- **WHAT IS BEING ASKED**
Print, character for character, the lines of the records below from the line containing "spout in the photo above." through the line containing "x=297, y=440", with nothing else.

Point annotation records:
Start

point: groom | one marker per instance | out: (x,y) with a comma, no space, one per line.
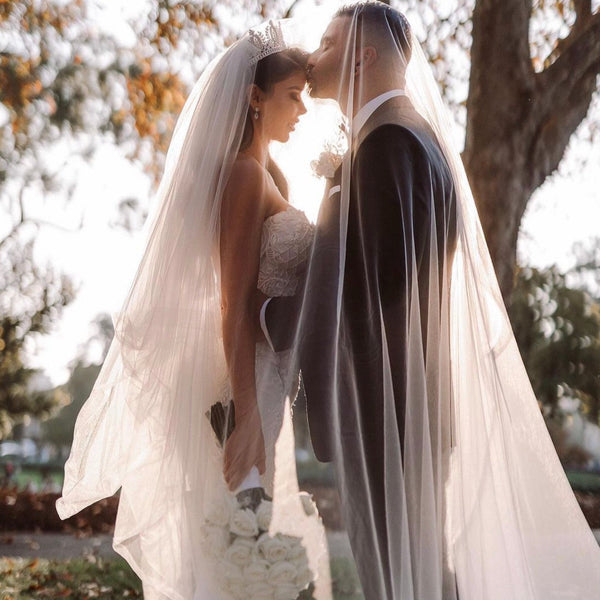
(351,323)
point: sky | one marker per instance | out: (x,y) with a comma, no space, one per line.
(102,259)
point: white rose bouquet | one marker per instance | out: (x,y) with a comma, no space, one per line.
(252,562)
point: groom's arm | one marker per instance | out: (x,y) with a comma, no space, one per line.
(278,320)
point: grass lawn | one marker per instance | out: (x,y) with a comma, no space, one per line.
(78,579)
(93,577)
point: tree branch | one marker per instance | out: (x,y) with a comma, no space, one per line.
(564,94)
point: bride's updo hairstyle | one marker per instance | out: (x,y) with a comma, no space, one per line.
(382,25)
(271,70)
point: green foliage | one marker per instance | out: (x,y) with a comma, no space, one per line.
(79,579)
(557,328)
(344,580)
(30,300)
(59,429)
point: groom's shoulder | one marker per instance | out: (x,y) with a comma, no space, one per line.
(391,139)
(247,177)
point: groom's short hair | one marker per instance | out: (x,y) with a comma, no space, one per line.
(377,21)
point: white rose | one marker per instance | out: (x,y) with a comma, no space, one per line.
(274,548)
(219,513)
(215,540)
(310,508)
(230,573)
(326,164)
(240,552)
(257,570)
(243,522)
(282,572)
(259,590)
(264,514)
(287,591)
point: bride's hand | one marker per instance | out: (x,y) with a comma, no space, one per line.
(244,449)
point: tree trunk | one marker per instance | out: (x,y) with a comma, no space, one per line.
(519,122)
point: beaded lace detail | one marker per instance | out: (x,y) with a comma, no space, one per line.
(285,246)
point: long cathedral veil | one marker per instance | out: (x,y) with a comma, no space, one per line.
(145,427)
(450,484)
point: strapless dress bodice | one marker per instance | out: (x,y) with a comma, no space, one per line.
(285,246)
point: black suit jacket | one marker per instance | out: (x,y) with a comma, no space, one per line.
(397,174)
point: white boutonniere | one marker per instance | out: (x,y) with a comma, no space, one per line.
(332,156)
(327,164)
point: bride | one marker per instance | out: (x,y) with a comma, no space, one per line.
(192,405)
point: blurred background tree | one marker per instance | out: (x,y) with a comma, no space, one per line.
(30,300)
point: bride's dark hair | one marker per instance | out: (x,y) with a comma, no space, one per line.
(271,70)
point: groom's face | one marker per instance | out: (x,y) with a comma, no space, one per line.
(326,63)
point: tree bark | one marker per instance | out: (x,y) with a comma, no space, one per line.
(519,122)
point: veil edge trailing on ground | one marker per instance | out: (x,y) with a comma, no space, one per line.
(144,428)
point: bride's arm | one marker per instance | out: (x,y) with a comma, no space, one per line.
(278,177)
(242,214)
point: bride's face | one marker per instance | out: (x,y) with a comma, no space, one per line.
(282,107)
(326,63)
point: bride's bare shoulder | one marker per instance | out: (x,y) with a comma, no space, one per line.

End
Start

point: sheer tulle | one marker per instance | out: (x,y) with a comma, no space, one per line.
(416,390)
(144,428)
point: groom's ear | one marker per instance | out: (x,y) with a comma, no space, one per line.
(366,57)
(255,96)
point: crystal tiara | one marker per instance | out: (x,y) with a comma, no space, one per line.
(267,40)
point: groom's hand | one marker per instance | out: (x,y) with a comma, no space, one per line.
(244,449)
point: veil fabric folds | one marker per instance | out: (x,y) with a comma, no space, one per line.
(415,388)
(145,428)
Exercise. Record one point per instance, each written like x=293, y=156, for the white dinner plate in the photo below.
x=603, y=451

End
Start

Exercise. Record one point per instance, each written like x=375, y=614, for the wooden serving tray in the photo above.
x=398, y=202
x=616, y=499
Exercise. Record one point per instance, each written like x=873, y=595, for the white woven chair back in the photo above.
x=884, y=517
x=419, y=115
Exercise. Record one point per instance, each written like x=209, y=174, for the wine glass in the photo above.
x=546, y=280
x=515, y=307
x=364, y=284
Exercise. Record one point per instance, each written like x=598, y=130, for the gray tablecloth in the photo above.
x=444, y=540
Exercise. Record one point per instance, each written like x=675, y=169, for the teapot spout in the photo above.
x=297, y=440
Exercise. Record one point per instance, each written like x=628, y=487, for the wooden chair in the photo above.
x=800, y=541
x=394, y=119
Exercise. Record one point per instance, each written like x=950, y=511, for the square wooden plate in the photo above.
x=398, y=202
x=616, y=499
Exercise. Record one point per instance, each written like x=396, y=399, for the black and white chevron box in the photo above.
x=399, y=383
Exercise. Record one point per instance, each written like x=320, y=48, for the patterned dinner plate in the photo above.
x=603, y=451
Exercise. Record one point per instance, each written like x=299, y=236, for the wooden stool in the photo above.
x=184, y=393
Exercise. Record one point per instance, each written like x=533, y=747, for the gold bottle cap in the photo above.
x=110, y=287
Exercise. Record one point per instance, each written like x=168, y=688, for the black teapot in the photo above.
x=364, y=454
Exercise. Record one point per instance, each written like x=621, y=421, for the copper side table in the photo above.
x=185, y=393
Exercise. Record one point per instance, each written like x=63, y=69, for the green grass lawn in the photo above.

End

- **WORKED SOLUTION**
Exercise. Record one point per instance, each written like x=675, y=169, for the teapot spout in the photo above.
x=297, y=440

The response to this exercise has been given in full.